Biogeography and phylogeography


Biogeography is the study of the patterns and causes of the distribution of living things. There are a range of approaches to answering biogeographical questions, including historical biogeography, ecological biogeography and phylogeography.

Major historical factors that influence current distributions include vicariance and dispersal. Vicariance is the splitting of distributions, such as when ancient landmasses split and separate due to continental drift, or when mountain ranges divide lowland populations. Dispersal is movement of organisms or their propagules (such as seeds). The relative contribution of vicariance and dispersal to current plant distributions is much debated.


Phylogeography is the study of the genetic and geographic structure of populations and species. Phylogeography generally uses genetic information to examine genealogical history and patterning within species and populations. This information is used to infer relationships of biogeographic areas and species histories. The genetic markers utilised are often uniparentally inherited, such as mitochondrial or chloroplast DNA sequences, and as such they track the genealogical history of either the maternal or paternal line; in plants this is the pollen (male) or seed (female) parent.

Set of tasks –
• a. According to the text on biogeography, why do the genetic markers often used in phylogeography track only the maternal or the paternal line? Answer in one to three sentences.
• b. Echo the text on biogeography word for word, starting with "Biogeography is the" and going on through "biogeography and phylogeography.".
Draw solely on the text on biogeography above.

Data block –
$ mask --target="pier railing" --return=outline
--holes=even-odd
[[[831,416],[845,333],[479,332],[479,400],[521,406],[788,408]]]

Expected results –
• a. These markers, such as mitochondrial or chloroplast DNA sequences, are often inherited from only one parent. As a result, they follow the genealogical history of either the maternal or the paternal line. In plants, these are the seed (female) or pollen (male) parent.

• b.
Biogeography is the study of the patterns and causes of the distribution of living things. There are a range of approaches to answering biogeographical questions, including historical biogeography, ecological biogeography and phylogeography.